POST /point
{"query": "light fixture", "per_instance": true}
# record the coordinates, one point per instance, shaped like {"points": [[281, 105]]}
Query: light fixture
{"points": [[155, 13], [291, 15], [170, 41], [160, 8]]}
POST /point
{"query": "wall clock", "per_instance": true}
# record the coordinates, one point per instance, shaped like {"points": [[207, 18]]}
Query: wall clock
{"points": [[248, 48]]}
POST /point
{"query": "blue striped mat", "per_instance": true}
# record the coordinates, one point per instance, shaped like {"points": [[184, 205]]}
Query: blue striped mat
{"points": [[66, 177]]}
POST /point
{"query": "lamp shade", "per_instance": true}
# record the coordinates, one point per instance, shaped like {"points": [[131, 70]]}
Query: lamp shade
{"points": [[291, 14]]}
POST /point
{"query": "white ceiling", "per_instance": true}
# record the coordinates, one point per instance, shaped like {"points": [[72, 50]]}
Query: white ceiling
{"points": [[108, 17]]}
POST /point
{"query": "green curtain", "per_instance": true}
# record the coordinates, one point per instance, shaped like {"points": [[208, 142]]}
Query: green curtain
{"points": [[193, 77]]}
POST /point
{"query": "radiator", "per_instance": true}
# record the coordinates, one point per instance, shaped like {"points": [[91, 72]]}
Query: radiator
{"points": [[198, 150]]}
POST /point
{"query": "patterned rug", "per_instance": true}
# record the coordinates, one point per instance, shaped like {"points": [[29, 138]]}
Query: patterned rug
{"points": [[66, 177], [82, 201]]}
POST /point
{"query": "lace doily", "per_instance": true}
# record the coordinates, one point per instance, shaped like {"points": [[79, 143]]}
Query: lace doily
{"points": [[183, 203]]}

□ □ □

> [What is required]
Print the entries exactly. Include every one.

> [Output of the exercise]
POST /point
{"query": "light fixture", "per_instance": true}
# record the coordinates, one point per instance, shaped like {"points": [[281, 105]]}
Query: light fixture
{"points": [[155, 13], [291, 15], [170, 41], [160, 8]]}
POST /point
{"query": "wall clock", "per_instance": true}
# record the coordinates, one point per instance, shaped like {"points": [[207, 18]]}
Query: wall clock
{"points": [[248, 48]]}
POST /point
{"query": "blue striped mat", "per_instance": true}
# record the coordinates, one point per instance, shaped like {"points": [[184, 205]]}
Query: blue striped mat
{"points": [[66, 177]]}
POST /point
{"query": "lamp shade", "per_instance": true}
# record the coordinates, one point per instance, shaped like {"points": [[131, 70]]}
Query: lamp shade
{"points": [[291, 14]]}
POST /point
{"query": "white ceiling", "per_instance": true}
# record the coordinates, one point per instance, shaped like {"points": [[72, 50]]}
Query: white ceiling
{"points": [[108, 17]]}
POST /point
{"query": "green curtain", "per_instance": true}
# record the coordinates, one point per instance, shaped like {"points": [[208, 142]]}
Query: green curtain
{"points": [[193, 77]]}
POST /point
{"query": "radiator", "per_instance": true}
# record the coordinates, one point per instance, shaped like {"points": [[91, 72]]}
Query: radiator
{"points": [[198, 150]]}
POST /point
{"query": "patterned rug", "per_instance": true}
# record the coordinates, one point per instance, shaped like {"points": [[29, 138]]}
Query: patterned rug
{"points": [[66, 177], [82, 201]]}
POST /point
{"query": "lace doily", "per_instance": true}
# record the coordinates, one point per instance, shaped like {"points": [[79, 143]]}
Query: lace doily
{"points": [[183, 203]]}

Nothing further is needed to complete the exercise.